* _PASSAGE TO READ_
_ _ _ _

Whether Roosevelt would have handled the insurgent question differently is debatable, but there is little doubt that he would have surmised Cannon would double-cross him at the first opportunity. The naïve Taft did not. Worse, when the House committee assignments came out, the thirty insurgents found themselves stripped of all committee power, and the Republican Party announced that it would support “loyal” candidates in the forthcoming primaries against any insurgents. Taft’s political ineptness had cut the rebel faction off at the knees.

Meanwhile, three defining elements of Taft’s administration took shape. The first was the tariff revision. A topic that is decidedly unexciting to modern Americans, the tariff remained a political hot potato. Even many former supporters had come to see that it had outlived whatever economic usefulness it ever had (and many argued that it had never achieved the gains attributed to it). But getting rid of it was a different matter. For one thing, since Roosevelt had started to set aside large chunks of federal land, government revenues from land sales had dwindled. They were already shrinking, since all but Arizona and New Mexico had achieved statehood and most of the West had been settled by 1910. Ending the tariff meant replacing it with some form of revenue system that had not yet generated much enthusiasm—direct taxation, probably in the form of income taxes (which had been declared unconstitutional).

Nevertheless, the Payne bill was introduced into the House of Representatives in April 1909, passing easily, despite resistance from the insurgents. A Senate version, the Aldrich bill, featured some eight hundred revisions of the low House rates, raising almost all rates. Many Progressive senators, including Robert LaFollette of Wisconsin and William Borah of Idaho, resisted the higher rates. These Progressives were remarkably homogeneous: most came to the Senate in 1906; none had attended an eastern university; and they all came from primarily agricultural Midwestern states. Together they “took the floor of the Senate to launch perhaps the most destructive criticism of high tariffs that had been made by the elected representatives of the Republican party.”

_ _ _ _

* _DATA ROWS_

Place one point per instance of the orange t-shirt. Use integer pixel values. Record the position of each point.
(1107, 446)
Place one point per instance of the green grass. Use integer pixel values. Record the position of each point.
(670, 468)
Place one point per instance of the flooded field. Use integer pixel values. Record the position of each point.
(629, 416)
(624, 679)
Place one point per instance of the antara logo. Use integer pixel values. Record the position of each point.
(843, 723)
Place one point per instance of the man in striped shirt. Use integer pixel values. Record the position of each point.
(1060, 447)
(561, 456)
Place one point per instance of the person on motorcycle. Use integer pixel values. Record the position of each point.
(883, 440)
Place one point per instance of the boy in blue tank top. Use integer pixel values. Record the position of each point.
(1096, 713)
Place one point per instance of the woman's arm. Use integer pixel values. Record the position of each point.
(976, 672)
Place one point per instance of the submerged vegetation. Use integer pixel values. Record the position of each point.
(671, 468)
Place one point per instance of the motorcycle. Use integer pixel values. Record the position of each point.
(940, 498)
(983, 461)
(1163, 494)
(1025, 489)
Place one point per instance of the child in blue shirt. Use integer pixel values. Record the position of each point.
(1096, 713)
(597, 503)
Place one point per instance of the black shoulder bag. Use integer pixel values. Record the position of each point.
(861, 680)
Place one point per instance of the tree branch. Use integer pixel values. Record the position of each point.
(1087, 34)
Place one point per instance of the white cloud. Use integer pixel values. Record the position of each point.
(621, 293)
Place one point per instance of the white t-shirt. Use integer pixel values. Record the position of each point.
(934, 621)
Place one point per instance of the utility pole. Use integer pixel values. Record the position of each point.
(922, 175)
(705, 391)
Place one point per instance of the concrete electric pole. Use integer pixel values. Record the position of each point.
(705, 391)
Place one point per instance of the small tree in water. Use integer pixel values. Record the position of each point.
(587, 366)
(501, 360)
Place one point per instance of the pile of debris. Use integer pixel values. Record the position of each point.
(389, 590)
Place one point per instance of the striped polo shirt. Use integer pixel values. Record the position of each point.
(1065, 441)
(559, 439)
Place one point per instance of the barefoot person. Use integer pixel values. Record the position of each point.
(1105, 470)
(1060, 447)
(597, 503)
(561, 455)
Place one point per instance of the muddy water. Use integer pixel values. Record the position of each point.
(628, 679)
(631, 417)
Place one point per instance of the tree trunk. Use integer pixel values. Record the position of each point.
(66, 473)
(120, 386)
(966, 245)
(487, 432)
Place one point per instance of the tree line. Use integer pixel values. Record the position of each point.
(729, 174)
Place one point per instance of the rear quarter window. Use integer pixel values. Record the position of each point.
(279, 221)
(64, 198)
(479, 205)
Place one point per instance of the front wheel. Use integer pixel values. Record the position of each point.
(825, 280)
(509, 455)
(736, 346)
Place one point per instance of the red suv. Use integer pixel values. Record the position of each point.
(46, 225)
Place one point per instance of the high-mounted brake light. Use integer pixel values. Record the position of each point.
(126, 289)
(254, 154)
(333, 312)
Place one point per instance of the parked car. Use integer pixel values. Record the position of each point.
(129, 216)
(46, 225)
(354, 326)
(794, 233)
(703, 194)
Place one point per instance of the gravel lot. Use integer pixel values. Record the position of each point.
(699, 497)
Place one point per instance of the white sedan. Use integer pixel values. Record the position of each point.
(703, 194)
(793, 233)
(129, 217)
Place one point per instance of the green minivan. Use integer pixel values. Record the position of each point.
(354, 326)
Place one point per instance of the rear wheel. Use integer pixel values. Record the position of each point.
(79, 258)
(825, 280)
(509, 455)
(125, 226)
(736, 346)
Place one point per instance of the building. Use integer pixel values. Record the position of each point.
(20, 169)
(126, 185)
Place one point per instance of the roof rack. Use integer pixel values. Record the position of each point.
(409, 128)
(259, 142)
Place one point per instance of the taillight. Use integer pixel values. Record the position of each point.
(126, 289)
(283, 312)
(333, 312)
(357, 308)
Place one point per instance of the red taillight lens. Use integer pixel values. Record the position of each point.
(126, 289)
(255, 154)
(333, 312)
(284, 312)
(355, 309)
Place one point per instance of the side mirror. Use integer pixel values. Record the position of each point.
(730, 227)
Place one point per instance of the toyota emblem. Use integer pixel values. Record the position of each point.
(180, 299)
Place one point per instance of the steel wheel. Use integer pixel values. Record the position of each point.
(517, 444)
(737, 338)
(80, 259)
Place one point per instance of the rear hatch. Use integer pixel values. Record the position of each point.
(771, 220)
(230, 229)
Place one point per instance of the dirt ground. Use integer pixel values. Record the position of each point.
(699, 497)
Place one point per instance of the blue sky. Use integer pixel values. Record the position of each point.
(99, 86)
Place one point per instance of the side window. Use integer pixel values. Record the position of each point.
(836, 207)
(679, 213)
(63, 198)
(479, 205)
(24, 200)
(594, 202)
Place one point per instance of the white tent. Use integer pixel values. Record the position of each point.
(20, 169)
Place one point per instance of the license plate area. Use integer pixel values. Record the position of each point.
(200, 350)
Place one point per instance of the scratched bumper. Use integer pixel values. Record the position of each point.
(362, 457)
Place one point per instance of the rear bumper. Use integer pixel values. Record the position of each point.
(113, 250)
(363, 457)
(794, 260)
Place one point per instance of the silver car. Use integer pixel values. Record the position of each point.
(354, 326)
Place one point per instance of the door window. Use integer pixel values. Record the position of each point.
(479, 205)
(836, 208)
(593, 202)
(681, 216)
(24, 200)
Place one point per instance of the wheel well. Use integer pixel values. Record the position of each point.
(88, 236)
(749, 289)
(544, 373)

_ _ _ _

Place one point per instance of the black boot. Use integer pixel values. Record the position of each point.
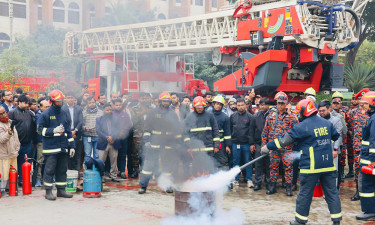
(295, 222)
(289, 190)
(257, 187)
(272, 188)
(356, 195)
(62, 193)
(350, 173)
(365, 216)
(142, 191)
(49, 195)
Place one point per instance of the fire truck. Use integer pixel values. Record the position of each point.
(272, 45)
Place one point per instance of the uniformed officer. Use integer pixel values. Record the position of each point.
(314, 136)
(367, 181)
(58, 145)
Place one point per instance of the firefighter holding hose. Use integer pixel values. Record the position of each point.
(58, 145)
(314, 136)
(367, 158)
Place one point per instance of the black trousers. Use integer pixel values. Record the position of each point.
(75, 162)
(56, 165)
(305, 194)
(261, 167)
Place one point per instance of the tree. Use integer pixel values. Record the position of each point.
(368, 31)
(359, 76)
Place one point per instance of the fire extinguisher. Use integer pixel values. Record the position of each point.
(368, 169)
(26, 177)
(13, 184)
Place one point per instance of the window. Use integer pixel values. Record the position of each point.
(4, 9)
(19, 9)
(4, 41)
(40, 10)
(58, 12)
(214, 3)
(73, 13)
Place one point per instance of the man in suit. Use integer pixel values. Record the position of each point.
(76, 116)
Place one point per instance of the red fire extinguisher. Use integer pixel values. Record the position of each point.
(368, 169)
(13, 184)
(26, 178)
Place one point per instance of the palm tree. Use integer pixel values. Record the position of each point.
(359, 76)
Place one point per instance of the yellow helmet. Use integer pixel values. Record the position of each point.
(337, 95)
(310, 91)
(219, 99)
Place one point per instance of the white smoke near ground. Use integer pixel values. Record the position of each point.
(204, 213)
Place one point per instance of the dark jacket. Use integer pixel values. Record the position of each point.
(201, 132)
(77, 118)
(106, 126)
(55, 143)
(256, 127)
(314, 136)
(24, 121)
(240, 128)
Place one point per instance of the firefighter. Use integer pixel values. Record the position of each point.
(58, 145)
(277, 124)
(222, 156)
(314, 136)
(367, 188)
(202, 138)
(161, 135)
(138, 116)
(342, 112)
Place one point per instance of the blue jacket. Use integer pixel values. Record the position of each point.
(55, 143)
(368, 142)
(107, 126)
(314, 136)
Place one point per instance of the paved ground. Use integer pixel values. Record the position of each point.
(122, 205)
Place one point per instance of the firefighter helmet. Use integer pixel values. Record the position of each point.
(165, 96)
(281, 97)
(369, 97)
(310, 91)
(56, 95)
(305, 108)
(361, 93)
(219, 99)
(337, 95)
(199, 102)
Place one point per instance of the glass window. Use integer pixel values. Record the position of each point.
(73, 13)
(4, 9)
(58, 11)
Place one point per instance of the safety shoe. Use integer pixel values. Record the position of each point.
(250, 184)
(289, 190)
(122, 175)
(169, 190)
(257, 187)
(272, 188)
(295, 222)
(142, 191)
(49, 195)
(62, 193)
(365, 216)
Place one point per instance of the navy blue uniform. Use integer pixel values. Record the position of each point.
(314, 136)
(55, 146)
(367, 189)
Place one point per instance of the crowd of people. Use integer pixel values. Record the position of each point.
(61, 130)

_ _ _ _

* _WRITTEN TASK 1_
Gather each line of the entries that contains the word "blue" and copy those lines out.
* _WRITTEN TASK 2_
Resume the passage on Taft and the tariff revision, writing on from its final sentence.

* _ANSWER 1_
Place one point per instance of the boy in blue tank top. Use integer pixel values. Record the position of each point.
Place one point per instance of the child in blue shirt. Use integer pixel values. Record the position of each point.
Place one point per instance of the blue sky. Use integer pixel values. Record the position of each point.
Place one point per instance of the blue jacket. Use integer pixel values. Record the position of each point.
Place one point per instance of the navy blue uniform. Use integer pixel values. Record the position of each point.

* _ANSWER 2_
87
The Senate rebels put Taft in a box just as had the House insurgents, forcing him to choose between the lower tariffs, which he believed in, or supporting the Senate organization under Nelson Aldrich.

Ultimately, the Payne-Aldrich bill passed, reducing rates somewhat, but leaving Taft weaker than ever. Taft had to some degree staked his presidency on the tariff—that, and trust-busting. Nevertheless, in the jumble of rates, the new tariff probably favored the large eastern industrialists at the expense of western raw materials producers.

A second emphasis of the Taft administration, a continuation of trust-busting, actually saw Taft outdo his predecessor. Having bumped Roosevelt’s attorney general, Philander Knox, up to secretary of state, Taft appointed George Wicker-sham as his new chief law enforcement officer charged with prosecuting antitrust violations. Wickersham concluded Roosevelt’s campaign against Standard Oil, finally succeeding in 1911, in getting the Supreme Court to break up the oil giant into several smaller companies. “A bad trust,” Roosevelt had called it, distinguishing from a “good trust.” That statement alone indicated the futility of government determining when a business was succeeding too much. Under subsequent antitrust laws, such as Clayton (1914) and others, a company could be hauled into court for cutting prices too low (predatory pricing), raising prices too high (monopolistic pricing), or having prices the same as all other competitors (collusion)! Undeterred, Taft more than tripled the number of antitrust cases compared to Roosevelt’s.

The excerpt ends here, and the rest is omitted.